╔══
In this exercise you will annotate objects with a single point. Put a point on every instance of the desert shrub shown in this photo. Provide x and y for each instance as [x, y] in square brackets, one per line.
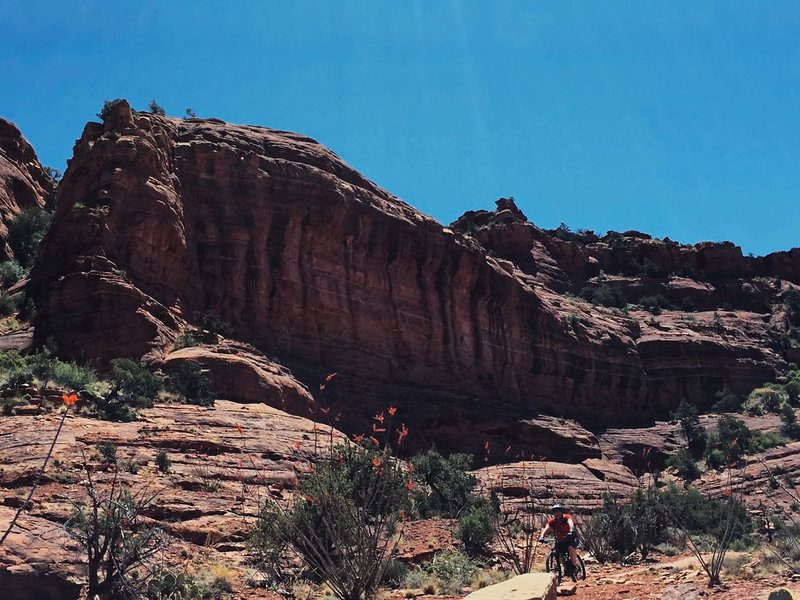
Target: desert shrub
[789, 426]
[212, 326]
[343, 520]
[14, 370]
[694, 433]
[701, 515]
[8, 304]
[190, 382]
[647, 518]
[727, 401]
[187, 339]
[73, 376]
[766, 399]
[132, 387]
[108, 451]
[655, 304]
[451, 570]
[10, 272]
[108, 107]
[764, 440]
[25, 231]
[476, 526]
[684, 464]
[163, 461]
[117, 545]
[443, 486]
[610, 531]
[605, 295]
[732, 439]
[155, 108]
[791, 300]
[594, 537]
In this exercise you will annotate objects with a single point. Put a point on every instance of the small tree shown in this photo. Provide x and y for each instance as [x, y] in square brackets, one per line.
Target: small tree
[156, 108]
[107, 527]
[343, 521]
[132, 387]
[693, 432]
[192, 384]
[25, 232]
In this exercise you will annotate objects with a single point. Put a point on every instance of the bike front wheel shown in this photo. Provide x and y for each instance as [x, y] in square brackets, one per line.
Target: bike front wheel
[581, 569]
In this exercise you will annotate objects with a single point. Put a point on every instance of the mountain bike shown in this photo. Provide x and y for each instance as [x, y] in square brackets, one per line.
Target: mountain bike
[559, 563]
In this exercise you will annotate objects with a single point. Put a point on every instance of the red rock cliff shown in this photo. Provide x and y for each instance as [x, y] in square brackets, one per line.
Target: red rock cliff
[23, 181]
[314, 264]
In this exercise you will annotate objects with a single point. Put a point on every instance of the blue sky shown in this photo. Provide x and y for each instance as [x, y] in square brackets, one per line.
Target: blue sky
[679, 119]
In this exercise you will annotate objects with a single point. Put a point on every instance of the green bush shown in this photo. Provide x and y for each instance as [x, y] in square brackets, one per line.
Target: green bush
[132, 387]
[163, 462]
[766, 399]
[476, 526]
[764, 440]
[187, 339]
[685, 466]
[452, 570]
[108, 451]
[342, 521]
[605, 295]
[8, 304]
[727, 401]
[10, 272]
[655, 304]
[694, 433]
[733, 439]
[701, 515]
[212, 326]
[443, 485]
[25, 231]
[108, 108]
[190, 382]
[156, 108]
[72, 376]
╚══
» About this task
The answer should be nothing more than the lines from the one with "Target: desert shrub" through the end of the entries, restated word for word.

» Exercise response
Target: desert shrub
[789, 426]
[212, 326]
[343, 520]
[14, 370]
[694, 433]
[701, 515]
[8, 304]
[190, 382]
[647, 518]
[727, 401]
[187, 339]
[73, 376]
[766, 399]
[132, 387]
[108, 451]
[655, 304]
[451, 570]
[10, 272]
[108, 107]
[764, 440]
[25, 231]
[476, 526]
[684, 464]
[163, 461]
[117, 545]
[443, 486]
[610, 531]
[605, 295]
[732, 439]
[155, 108]
[791, 300]
[594, 537]
In this exercise you will annotate objects with a single point. Put a point on every instance of the small tree shown in this photo. Provide x and y for each instance as [x, y] in square brackets, one per line.
Target: small tree
[156, 108]
[107, 527]
[343, 521]
[132, 387]
[693, 432]
[192, 384]
[25, 232]
In this exercise you will annotate objects with a single point. Put a point on every instance of the bike front wheel shown in this photo. Provide x and y for each instance as [x, y] in square brackets, one per line.
Target: bike front wheel
[581, 569]
In this exercise you will annotate objects with a single point. Put a point on every instance of the mountain bike shown in this photo. Provide x and y for each instance as [x, y] in square brackets, one per line.
Target: mountain bike
[559, 563]
In this exercise you will annotate objects with a single point. Put a point on every instance of the red rock cliff shown in this photo. Provide x and y for each instance as [x, y] in square brackets, one per line.
Target: red rock cliff
[23, 181]
[314, 264]
In this exercise you will annotate objects with a single point. Put a point on every instance of the blue sky shown in this photo. Provide x and y for each instance as [x, y] in square brackets, one per line.
Target: blue sky
[679, 119]
In this exercise you will annotate objects with a single point. Put a point on every instance of the green bush shown in this photo. Provide x and y for each instance as [x, y] in square brackets, one per line.
Target: green bush
[132, 387]
[163, 462]
[766, 399]
[476, 526]
[764, 440]
[187, 339]
[685, 466]
[452, 570]
[108, 451]
[342, 521]
[605, 295]
[8, 304]
[727, 401]
[10, 272]
[655, 304]
[694, 433]
[733, 439]
[701, 515]
[212, 326]
[443, 485]
[25, 231]
[108, 108]
[190, 382]
[156, 108]
[72, 376]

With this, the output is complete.